• _WRITTEN REQUEST_
Extend the article on Xinjiang's separatist history and Wahhabi influence, picking up right after its last sentence.

• _TEXT EXTRACT_
This piece is the second of three articles focusing on interactions between Chinese government and Uyghur community in Xinjiang. The articles aim to look into the ongoing repression from perspectives other than human rights and religious freedom.
In the first article on China’s repression over Uyghur, I evaluated two assumptions common in the western media when it comes to the Uyghur community in China. Recognising the value of knowledge developed from the assumptions, I move on to point out two flaws in western discourses as such. In order to contextualise the ongoing internment of the Uyghur, two articles will be produced attempting to complement the missing parts in the western media. This article aims to look into historical root of Xinjiang independent movement and its current status and the influence of Wahhabism as two key social changes that concern the government a lot.
One of the reasons that historical and social background is not sufficiently mentioned in the media is that there are not many studies or reliable materials to refer to. Historical studies of the history of Xinjiang from 1900 to 1949 are underdeveloped, while Chinese official reports are considered as unreliable sources because of ideological concerns. Twitter and Facebook can provide useful information for understanding Uyghur’s feelings and opinions of the state-societal relations in Xinjiang, but it is hard to develop a general understandings for a relatively long period of time. However, lack of historical materials do not qualify us to understand ethnic and religious tensions today without such knowledge, as the government’s securitisation of religion and social changes occurred in the modern day have their roots in the past.
Image Courtesy of Cantetik2 via © Wikimedia, 2016, some rights reserved
In the Chinese government’s justification of their current policies of Uyghur, religion is repeatedly considered as a security issue, having tremendous influence on social stability and frontier security. The statement is nothing new as there has been separatist movements and attempts to establish a Turkic Uyghur nation-state before the People’s Republic China was born, and the movements are mostly labelled as East Turkestan Islamic Movement. The outcomes of the movements are the First and the Second East Turkestan Republic. While the former one lasts less than 90 days and was operated in a fairly loose base, the latter one has developed some sort of state structure, like laws and political systems, which prioritise Uyghur as individuals and governors. The breakup of the two republics becomes an unrealised dream for some Uyghur who believe nationhood of Uyghur is essential to its faith, and the separatist movements are the historical legacy of continuing efforts towards an Uyghur nation state. An outstanding organisation which takes over this mission is the East Turkistan Liberation Organisation (ETLO), a terrorist group recognised by the UN and major states in the international society. This transnational terrorist group provides leaders of Uyghur independent movements a platform to build connections with foreign extremist groups, like Taliban in Pakistan and Al-Qaeda. The ETLO also sponsors their travel to religious institutes of Wahhabism and to build similar institutes in Xinjiang.

• _ROWS_
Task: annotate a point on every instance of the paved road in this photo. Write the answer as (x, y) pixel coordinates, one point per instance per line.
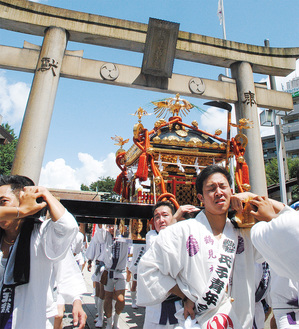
(130, 318)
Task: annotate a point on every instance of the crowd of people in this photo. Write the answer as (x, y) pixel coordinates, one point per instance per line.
(196, 269)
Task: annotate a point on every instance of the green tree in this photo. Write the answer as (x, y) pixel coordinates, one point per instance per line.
(103, 184)
(7, 152)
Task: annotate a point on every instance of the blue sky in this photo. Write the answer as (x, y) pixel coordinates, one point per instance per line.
(86, 115)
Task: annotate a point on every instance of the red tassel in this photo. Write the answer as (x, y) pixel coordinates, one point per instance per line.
(245, 173)
(142, 170)
(118, 184)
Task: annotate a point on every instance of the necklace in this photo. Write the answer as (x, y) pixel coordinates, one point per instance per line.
(9, 243)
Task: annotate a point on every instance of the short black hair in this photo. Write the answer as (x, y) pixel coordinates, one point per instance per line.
(16, 182)
(164, 203)
(207, 172)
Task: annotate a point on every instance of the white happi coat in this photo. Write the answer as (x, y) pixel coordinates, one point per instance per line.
(77, 248)
(284, 301)
(119, 268)
(67, 278)
(153, 312)
(49, 243)
(278, 242)
(138, 252)
(186, 254)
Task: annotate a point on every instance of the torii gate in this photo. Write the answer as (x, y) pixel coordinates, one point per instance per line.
(161, 42)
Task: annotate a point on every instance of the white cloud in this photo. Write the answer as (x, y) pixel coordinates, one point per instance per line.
(13, 99)
(57, 174)
(213, 119)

• _IN RESPONSE_
The defining figure of modern Xinjiang independent movement, Ablikim, was born at the intersection of historical thoughts of Uyghur independence, Wahhabism and terrorist training. Before becoming the leader of the ETLO in Xinjiang, he acted as a bridge between local Muslim community and the Chinese government, as a vice chair of the political consultive conference in his prefecture and an imam in the large mosque in the region. He introduced Wahhabism to southern part of Xinjiang and combined it with Uyghur independent thoughts. After receiving explosion training in Pakistan, he came back with an idea of a ‘twenty-year plan’. In this plan, Ablikim was intending to achieve national independence by a ten-year guerrilla war and a ten-year regular war, while keep reinforcing Wahhabism to the community in an exclusive manner. Guided by these ideas, there are a series terrorist attacks aimed at both Uyghur and non-Uyghur. The Baren Incident (some called uprising) in 1990 is one of the earliest violent confrontation between the government and the ETLO. The situations were intensified six year latter, as some ETLO members carried out assassinations named ‘break the bridge and dispel the Han’ during the Ramadan, and 24 party cadres, both Uyghur and non-Uyghur were killed. Mass violence and terrorist attacks occurred every two or three years, followed by strict regulations over Uyghur imposed by the government each time. Independent movements became an international political issue around 2008, followed by another riot in Urumqi, leading to divisions and antagonism between Uyghur and Han people in the Xinjiang but also nationwide. The antagonistic sentiment was fueled up by Kunming train station attack in 2014, in which more than 30 people, including children, were hacked to death.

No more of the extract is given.